YOUR INSTRUCTIONS:
Rewrite every line of the items below, requests included, multiplying each x and y coordinate in the answers by 2.35 and rounding to the nearest whole number, with halves rounded up. Leave out the pictures.

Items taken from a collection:
══════════

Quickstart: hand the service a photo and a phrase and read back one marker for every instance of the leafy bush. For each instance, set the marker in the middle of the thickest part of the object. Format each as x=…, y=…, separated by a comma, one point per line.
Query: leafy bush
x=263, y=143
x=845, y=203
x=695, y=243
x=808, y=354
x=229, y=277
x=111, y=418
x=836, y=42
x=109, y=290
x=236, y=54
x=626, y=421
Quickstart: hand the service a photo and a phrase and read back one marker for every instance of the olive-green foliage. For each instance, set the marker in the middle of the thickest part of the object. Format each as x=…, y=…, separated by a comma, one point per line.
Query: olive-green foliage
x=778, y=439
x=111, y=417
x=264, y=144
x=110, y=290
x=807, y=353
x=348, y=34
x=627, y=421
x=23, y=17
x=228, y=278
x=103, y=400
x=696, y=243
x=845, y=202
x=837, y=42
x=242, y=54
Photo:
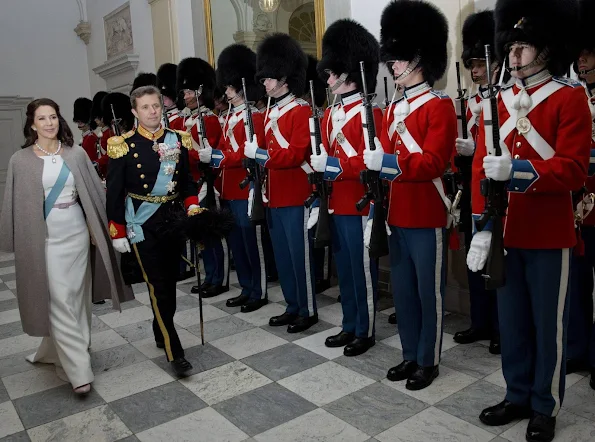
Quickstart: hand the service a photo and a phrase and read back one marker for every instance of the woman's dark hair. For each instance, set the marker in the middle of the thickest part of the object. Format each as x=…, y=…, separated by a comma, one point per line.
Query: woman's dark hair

══════════

EXPECTED ANSWER:
Quickstart: hand the service a photo and a phrase and read back one marker for every instance of the leafy bush. For each instance, set the marker in the middle of the thickest part of the object. Format each as x=…, y=…, separated by a comma, one point per line.
Query: leafy bush
x=618, y=336
x=1986, y=477
x=1633, y=571
x=1899, y=832
x=538, y=651
x=261, y=982
x=1965, y=99
x=256, y=682
x=555, y=127
x=1471, y=989
Quickstart: hand the service a photo and a phrase and read back one marker for every instance of the olive-green foliage. For each instance, set the marker in the middle of the thickest part of the object. Format each as x=…, y=…, separated by a comma, one point per line.
Query: olive-green foliage
x=1828, y=1032
x=261, y=980
x=620, y=338
x=259, y=682
x=1896, y=830
x=818, y=80
x=1473, y=989
x=54, y=40
x=536, y=653
x=242, y=940
x=1636, y=571
x=1986, y=475
x=1967, y=99
x=569, y=127
Photo:
Quickstart: hand the service a photo and a phrase and read back one marker for every instance of the woman's dark hair. For each instance, set the marker in the middle of the thickest part of the object. Format each as x=…, y=…, separated by a comma, one point per line.
Query: woman's dark hair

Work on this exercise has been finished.